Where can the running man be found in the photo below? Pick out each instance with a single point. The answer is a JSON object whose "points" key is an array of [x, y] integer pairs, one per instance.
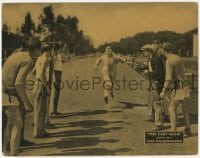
{"points": [[42, 92], [109, 69], [175, 83]]}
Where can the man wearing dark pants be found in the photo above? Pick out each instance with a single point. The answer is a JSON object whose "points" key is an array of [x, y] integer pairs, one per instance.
{"points": [[156, 76], [57, 81], [14, 98]]}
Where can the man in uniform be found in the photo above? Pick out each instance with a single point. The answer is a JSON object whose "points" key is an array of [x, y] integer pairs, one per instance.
{"points": [[156, 74], [57, 75], [15, 100], [109, 70], [174, 82], [42, 91]]}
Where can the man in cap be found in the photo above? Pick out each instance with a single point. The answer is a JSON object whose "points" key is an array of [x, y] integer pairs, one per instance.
{"points": [[109, 69], [175, 83], [42, 91], [15, 100], [155, 71], [57, 75]]}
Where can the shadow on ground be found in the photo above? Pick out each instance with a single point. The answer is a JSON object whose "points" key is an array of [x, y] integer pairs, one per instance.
{"points": [[85, 113], [95, 151], [129, 105]]}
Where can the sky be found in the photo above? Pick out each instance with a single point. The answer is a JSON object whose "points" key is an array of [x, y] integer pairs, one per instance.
{"points": [[108, 22]]}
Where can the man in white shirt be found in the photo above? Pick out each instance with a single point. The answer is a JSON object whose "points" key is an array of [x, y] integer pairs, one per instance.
{"points": [[42, 91], [57, 80]]}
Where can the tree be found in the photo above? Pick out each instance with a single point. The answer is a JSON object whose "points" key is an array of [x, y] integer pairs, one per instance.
{"points": [[28, 27]]}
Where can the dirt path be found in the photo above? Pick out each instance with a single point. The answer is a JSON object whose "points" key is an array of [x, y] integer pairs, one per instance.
{"points": [[89, 127]]}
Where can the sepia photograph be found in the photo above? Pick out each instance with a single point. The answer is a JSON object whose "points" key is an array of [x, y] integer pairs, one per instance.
{"points": [[99, 79]]}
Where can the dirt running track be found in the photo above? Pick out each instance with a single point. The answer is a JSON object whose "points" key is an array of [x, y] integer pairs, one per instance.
{"points": [[89, 127]]}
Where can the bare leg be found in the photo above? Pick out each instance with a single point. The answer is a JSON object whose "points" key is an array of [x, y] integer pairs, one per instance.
{"points": [[172, 109]]}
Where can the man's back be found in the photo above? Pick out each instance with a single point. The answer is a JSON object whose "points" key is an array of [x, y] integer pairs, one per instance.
{"points": [[12, 66], [175, 70]]}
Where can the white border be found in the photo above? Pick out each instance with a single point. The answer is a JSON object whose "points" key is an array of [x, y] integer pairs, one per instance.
{"points": [[86, 1]]}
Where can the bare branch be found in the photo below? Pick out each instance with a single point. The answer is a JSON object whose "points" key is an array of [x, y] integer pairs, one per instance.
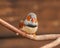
{"points": [[38, 37], [52, 44]]}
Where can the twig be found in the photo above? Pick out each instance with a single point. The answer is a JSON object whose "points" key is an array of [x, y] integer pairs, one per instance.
{"points": [[38, 37], [52, 44]]}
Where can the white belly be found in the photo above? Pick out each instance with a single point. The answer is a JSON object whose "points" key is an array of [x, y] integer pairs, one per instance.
{"points": [[29, 29]]}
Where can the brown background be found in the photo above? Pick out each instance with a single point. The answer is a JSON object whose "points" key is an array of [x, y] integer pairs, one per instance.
{"points": [[12, 11]]}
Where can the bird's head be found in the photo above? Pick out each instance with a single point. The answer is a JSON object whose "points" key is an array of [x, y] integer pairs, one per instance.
{"points": [[31, 19]]}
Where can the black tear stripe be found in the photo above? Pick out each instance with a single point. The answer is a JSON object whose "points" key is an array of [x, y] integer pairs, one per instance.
{"points": [[33, 26]]}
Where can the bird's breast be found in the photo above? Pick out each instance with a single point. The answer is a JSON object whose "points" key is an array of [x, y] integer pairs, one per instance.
{"points": [[29, 30]]}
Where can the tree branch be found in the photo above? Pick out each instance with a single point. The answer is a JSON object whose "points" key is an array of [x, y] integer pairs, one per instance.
{"points": [[38, 37], [52, 44]]}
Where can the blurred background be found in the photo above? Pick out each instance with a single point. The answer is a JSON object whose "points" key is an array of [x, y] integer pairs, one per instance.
{"points": [[12, 11]]}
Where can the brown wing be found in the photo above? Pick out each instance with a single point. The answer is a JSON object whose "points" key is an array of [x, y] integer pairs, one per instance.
{"points": [[21, 24]]}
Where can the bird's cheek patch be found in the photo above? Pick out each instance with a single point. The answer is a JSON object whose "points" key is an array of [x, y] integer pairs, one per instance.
{"points": [[35, 20], [28, 18]]}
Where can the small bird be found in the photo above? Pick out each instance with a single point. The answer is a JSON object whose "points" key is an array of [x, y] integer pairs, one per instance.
{"points": [[30, 24]]}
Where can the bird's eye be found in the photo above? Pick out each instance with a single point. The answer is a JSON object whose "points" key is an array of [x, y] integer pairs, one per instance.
{"points": [[28, 18]]}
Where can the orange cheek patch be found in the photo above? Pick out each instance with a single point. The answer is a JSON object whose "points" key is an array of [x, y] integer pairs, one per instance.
{"points": [[28, 18]]}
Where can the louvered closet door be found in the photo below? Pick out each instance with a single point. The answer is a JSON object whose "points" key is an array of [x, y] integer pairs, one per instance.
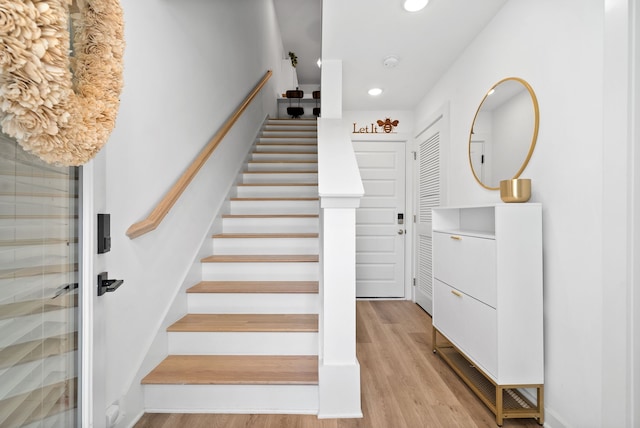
{"points": [[38, 294], [427, 198]]}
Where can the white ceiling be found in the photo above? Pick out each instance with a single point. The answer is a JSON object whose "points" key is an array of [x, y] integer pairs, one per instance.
{"points": [[363, 32]]}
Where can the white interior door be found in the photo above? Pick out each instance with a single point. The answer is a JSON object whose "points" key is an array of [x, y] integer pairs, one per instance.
{"points": [[380, 240], [428, 180]]}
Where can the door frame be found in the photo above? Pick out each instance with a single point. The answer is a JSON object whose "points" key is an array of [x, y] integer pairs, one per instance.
{"points": [[440, 117], [400, 138], [87, 243]]}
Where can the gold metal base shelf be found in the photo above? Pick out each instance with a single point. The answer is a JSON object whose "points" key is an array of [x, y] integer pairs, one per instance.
{"points": [[505, 401]]}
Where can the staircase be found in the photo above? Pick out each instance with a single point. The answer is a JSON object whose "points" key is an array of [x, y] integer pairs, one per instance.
{"points": [[249, 343]]}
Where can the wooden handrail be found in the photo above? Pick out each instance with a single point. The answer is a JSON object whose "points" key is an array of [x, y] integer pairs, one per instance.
{"points": [[162, 209]]}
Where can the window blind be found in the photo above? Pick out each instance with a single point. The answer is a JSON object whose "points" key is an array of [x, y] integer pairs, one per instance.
{"points": [[38, 290]]}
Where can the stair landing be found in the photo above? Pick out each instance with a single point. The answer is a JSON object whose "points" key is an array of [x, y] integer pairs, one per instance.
{"points": [[235, 370]]}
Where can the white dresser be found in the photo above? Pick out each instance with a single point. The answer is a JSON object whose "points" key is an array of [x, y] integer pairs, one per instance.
{"points": [[487, 302]]}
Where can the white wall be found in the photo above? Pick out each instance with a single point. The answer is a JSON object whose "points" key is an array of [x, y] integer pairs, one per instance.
{"points": [[188, 64], [558, 47]]}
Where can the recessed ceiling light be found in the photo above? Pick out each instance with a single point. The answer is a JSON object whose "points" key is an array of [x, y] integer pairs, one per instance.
{"points": [[414, 5], [391, 61]]}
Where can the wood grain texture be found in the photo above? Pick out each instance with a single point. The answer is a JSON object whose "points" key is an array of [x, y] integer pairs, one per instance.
{"points": [[261, 258], [235, 370], [263, 235], [255, 287], [270, 216], [162, 209], [246, 323], [404, 385], [293, 199]]}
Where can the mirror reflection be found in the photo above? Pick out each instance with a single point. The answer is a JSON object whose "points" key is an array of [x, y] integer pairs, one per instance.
{"points": [[504, 131]]}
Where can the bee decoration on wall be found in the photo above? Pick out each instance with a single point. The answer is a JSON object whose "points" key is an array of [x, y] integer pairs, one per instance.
{"points": [[388, 125]]}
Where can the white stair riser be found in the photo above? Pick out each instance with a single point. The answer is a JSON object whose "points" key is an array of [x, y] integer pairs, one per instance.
{"points": [[301, 271], [253, 303], [258, 177], [244, 343], [284, 146], [282, 166], [274, 207], [278, 399], [277, 191], [265, 246], [284, 156], [271, 225]]}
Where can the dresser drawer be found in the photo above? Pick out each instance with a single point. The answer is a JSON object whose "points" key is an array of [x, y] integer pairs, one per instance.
{"points": [[467, 263], [469, 324]]}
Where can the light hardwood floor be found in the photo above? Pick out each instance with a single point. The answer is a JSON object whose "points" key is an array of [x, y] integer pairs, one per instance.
{"points": [[404, 385]]}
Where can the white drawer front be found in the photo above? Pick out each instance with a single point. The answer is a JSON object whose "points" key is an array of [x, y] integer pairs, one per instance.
{"points": [[469, 324], [449, 315], [467, 263]]}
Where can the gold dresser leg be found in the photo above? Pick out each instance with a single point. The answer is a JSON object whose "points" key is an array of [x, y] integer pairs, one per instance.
{"points": [[499, 405], [541, 404]]}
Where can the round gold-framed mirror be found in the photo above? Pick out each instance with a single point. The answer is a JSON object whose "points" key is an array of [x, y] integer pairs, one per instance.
{"points": [[503, 132]]}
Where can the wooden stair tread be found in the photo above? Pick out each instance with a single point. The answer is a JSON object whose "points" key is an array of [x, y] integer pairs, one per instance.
{"points": [[265, 235], [261, 258], [282, 142], [246, 323], [276, 184], [286, 153], [282, 172], [255, 287], [305, 198], [270, 215], [234, 370], [283, 161]]}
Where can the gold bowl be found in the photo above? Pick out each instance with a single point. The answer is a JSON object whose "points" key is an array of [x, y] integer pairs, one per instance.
{"points": [[516, 190]]}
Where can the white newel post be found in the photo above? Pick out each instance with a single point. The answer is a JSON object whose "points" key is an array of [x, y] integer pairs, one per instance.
{"points": [[340, 190]]}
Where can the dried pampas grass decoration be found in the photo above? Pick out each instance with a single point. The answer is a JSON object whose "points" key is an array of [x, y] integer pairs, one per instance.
{"points": [[58, 107]]}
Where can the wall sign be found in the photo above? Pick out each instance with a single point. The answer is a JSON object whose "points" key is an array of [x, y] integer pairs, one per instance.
{"points": [[383, 126]]}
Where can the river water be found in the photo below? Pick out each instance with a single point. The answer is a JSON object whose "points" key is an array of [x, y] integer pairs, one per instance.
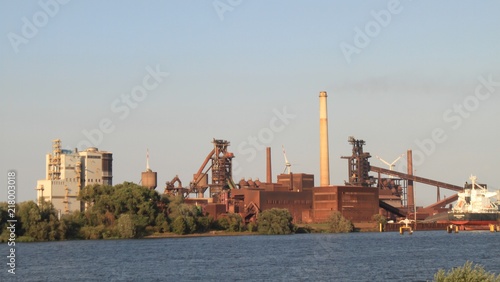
++++++++++
_WHAT YOU ARE ASKED TO DO_
Each line from the one containing "Where can the wall" through the end of the listing is to be set down exactly, with all pictures left out.

_OUTPUT FOR THIS EXERCISE_
Where can the wall sign be found in the photo above? Pick out each instance with a single point. The answer is a JSON object whose "points" key is an array of [x, y] integer pairs, one per instance.
{"points": [[383, 126]]}
Where can the river water be found in the photo below? Pick out each instance with a single point. The answer is a JSON object whose "points" key is an array of [x, y] integer pairs, one per instance.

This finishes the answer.